═══ DATA SHOWN ═══

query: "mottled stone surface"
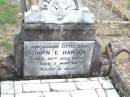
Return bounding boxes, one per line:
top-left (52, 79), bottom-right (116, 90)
top-left (24, 41), bottom-right (95, 76)
top-left (14, 24), bottom-right (100, 78)
top-left (110, 64), bottom-right (130, 97)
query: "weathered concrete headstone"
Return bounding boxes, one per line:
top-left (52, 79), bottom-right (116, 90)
top-left (15, 0), bottom-right (101, 78)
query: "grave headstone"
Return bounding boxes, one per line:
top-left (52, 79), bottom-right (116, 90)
top-left (14, 0), bottom-right (101, 78)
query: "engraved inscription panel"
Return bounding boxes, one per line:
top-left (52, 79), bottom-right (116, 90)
top-left (24, 41), bottom-right (95, 76)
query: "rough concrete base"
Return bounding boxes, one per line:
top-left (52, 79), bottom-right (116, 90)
top-left (0, 77), bottom-right (119, 97)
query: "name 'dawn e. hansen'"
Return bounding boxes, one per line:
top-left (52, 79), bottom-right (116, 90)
top-left (32, 50), bottom-right (88, 55)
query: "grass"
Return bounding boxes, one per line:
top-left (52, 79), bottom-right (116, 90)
top-left (128, 0), bottom-right (130, 7)
top-left (0, 0), bottom-right (17, 24)
top-left (0, 36), bottom-right (13, 56)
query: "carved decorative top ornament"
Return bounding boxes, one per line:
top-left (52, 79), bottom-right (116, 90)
top-left (25, 0), bottom-right (94, 23)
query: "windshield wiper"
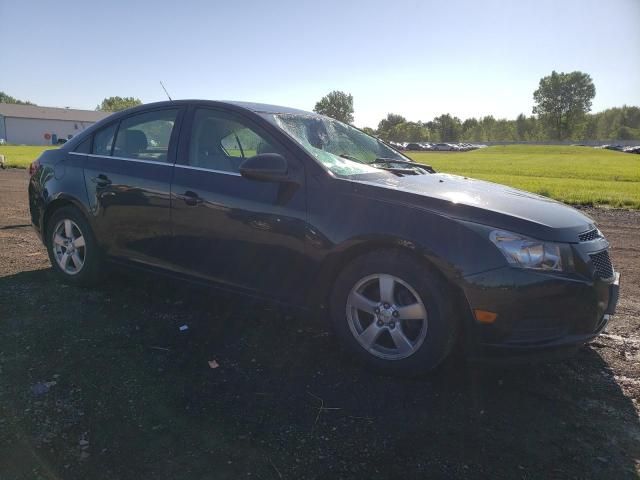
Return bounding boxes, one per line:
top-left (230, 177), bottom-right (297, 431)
top-left (338, 153), bottom-right (366, 163)
top-left (372, 158), bottom-right (436, 173)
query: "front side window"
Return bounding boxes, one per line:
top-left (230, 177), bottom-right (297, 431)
top-left (91, 123), bottom-right (118, 155)
top-left (189, 108), bottom-right (280, 173)
top-left (113, 109), bottom-right (178, 162)
top-left (266, 113), bottom-right (408, 176)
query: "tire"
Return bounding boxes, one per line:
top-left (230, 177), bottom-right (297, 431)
top-left (45, 206), bottom-right (104, 286)
top-left (329, 249), bottom-right (459, 377)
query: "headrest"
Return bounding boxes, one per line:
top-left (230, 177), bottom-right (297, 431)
top-left (124, 130), bottom-right (149, 153)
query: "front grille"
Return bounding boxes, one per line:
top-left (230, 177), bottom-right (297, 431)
top-left (578, 228), bottom-right (601, 242)
top-left (589, 250), bottom-right (613, 279)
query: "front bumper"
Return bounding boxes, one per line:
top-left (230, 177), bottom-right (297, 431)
top-left (463, 267), bottom-right (620, 357)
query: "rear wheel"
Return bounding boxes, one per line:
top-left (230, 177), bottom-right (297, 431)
top-left (45, 206), bottom-right (103, 285)
top-left (330, 250), bottom-right (458, 376)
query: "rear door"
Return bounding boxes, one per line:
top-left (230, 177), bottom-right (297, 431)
top-left (85, 107), bottom-right (182, 265)
top-left (171, 108), bottom-right (308, 302)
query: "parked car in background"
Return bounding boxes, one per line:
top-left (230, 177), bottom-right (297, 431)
top-left (433, 143), bottom-right (455, 152)
top-left (28, 100), bottom-right (619, 375)
top-left (405, 142), bottom-right (424, 151)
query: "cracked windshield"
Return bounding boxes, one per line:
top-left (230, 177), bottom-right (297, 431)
top-left (268, 114), bottom-right (407, 175)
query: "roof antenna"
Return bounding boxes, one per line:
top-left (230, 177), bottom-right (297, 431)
top-left (160, 80), bottom-right (173, 102)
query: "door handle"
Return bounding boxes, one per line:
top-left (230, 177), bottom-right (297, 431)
top-left (182, 190), bottom-right (202, 206)
top-left (91, 173), bottom-right (111, 187)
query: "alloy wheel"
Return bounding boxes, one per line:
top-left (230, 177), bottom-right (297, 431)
top-left (346, 273), bottom-right (428, 360)
top-left (51, 218), bottom-right (87, 275)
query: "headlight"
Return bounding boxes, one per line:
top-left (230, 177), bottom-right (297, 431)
top-left (489, 230), bottom-right (573, 272)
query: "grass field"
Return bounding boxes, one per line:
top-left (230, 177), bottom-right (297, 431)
top-left (409, 145), bottom-right (640, 209)
top-left (0, 145), bottom-right (640, 209)
top-left (0, 145), bottom-right (58, 168)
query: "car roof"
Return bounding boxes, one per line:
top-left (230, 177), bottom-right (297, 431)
top-left (130, 99), bottom-right (318, 115)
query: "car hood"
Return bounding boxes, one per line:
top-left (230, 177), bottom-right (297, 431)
top-left (356, 173), bottom-right (594, 242)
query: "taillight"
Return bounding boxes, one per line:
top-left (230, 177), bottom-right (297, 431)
top-left (29, 160), bottom-right (40, 177)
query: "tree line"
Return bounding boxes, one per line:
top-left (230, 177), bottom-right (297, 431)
top-left (5, 71), bottom-right (640, 142)
top-left (363, 105), bottom-right (640, 142)
top-left (314, 71), bottom-right (640, 142)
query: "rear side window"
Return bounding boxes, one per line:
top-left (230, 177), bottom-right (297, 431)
top-left (91, 123), bottom-right (118, 155)
top-left (73, 137), bottom-right (91, 153)
top-left (113, 109), bottom-right (178, 162)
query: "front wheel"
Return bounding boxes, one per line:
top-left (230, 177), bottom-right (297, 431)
top-left (330, 250), bottom-right (458, 376)
top-left (45, 206), bottom-right (103, 285)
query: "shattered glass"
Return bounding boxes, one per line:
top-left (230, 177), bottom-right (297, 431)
top-left (268, 113), bottom-right (406, 176)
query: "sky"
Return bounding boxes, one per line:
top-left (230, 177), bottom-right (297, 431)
top-left (0, 0), bottom-right (640, 127)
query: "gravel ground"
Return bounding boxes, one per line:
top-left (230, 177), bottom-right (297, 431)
top-left (0, 170), bottom-right (640, 480)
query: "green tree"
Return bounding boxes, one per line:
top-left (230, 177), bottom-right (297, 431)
top-left (533, 70), bottom-right (596, 140)
top-left (378, 113), bottom-right (407, 141)
top-left (433, 113), bottom-right (462, 142)
top-left (0, 92), bottom-right (35, 105)
top-left (96, 97), bottom-right (142, 112)
top-left (313, 90), bottom-right (353, 123)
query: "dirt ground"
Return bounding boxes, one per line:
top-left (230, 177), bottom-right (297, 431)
top-left (0, 170), bottom-right (640, 480)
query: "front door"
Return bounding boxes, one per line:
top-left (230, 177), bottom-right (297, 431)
top-left (84, 108), bottom-right (180, 265)
top-left (171, 108), bottom-right (307, 301)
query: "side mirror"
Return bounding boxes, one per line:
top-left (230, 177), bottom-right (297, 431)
top-left (240, 153), bottom-right (291, 182)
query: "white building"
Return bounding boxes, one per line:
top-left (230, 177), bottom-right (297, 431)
top-left (0, 103), bottom-right (111, 145)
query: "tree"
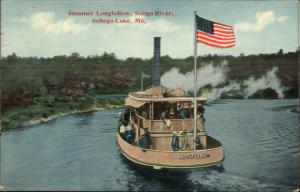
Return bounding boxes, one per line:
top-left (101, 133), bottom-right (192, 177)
top-left (277, 49), bottom-right (283, 55)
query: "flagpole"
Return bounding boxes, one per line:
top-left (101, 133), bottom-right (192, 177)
top-left (141, 71), bottom-right (144, 91)
top-left (193, 11), bottom-right (197, 150)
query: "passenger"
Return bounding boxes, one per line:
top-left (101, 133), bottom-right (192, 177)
top-left (196, 137), bottom-right (205, 150)
top-left (124, 125), bottom-right (135, 143)
top-left (179, 108), bottom-right (188, 119)
top-left (170, 107), bottom-right (175, 119)
top-left (139, 128), bottom-right (152, 149)
top-left (171, 131), bottom-right (179, 151)
top-left (119, 124), bottom-right (126, 138)
top-left (160, 111), bottom-right (167, 120)
top-left (164, 119), bottom-right (172, 129)
top-left (179, 131), bottom-right (188, 151)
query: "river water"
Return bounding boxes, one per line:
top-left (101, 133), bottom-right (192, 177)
top-left (0, 99), bottom-right (300, 191)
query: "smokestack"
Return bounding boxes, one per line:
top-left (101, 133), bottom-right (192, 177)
top-left (152, 37), bottom-right (160, 86)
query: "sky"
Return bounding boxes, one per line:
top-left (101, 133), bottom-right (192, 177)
top-left (1, 0), bottom-right (299, 59)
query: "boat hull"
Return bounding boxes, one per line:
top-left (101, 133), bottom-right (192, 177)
top-left (117, 134), bottom-right (224, 169)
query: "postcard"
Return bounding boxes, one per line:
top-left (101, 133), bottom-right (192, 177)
top-left (0, 0), bottom-right (300, 192)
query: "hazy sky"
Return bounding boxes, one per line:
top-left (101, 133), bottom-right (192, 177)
top-left (1, 0), bottom-right (298, 59)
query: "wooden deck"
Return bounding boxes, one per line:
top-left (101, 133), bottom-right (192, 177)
top-left (117, 134), bottom-right (224, 169)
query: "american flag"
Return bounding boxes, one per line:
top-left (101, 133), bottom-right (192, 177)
top-left (196, 15), bottom-right (235, 48)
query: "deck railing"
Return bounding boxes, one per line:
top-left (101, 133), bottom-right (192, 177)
top-left (132, 114), bottom-right (203, 133)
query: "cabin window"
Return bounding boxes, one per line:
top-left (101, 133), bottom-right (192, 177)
top-left (153, 102), bottom-right (198, 120)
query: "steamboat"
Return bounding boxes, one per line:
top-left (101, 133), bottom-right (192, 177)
top-left (117, 37), bottom-right (224, 169)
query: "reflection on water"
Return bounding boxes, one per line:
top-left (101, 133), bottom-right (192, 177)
top-left (0, 100), bottom-right (299, 191)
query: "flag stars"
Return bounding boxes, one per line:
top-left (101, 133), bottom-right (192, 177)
top-left (196, 16), bottom-right (214, 34)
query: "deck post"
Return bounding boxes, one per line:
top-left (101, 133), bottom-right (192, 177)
top-left (193, 11), bottom-right (197, 150)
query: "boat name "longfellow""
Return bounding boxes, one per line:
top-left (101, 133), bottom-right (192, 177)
top-left (179, 153), bottom-right (210, 160)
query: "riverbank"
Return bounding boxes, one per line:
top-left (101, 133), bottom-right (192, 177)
top-left (1, 95), bottom-right (124, 131)
top-left (0, 185), bottom-right (6, 191)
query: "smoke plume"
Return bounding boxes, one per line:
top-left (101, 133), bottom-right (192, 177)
top-left (161, 61), bottom-right (285, 100)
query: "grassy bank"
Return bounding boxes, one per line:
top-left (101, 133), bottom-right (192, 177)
top-left (1, 95), bottom-right (124, 130)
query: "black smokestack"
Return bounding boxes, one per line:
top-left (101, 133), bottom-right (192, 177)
top-left (152, 37), bottom-right (160, 86)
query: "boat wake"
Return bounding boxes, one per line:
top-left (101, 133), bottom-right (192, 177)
top-left (189, 170), bottom-right (293, 192)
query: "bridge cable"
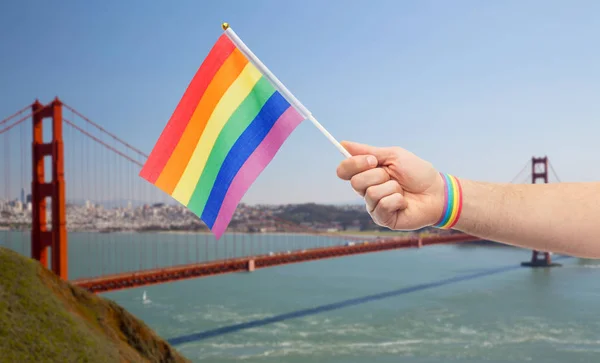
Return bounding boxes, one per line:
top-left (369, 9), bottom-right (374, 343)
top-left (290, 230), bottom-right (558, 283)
top-left (510, 160), bottom-right (531, 184)
top-left (548, 160), bottom-right (560, 183)
top-left (0, 105), bottom-right (31, 125)
top-left (63, 118), bottom-right (144, 167)
top-left (63, 103), bottom-right (148, 159)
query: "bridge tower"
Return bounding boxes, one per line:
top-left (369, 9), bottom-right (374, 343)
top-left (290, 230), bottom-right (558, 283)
top-left (521, 156), bottom-right (560, 267)
top-left (31, 98), bottom-right (68, 280)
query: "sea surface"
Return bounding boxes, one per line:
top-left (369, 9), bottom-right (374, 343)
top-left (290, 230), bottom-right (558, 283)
top-left (0, 231), bottom-right (600, 363)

═══

**WORK REQUIRED**
Locate every line of the material that contains the word "headstone" and copy each one, treating uppercase and lowercase letters as different.

**FULL OUTPUT**
query: "weathered concrete headstone"
query: "grave headstone"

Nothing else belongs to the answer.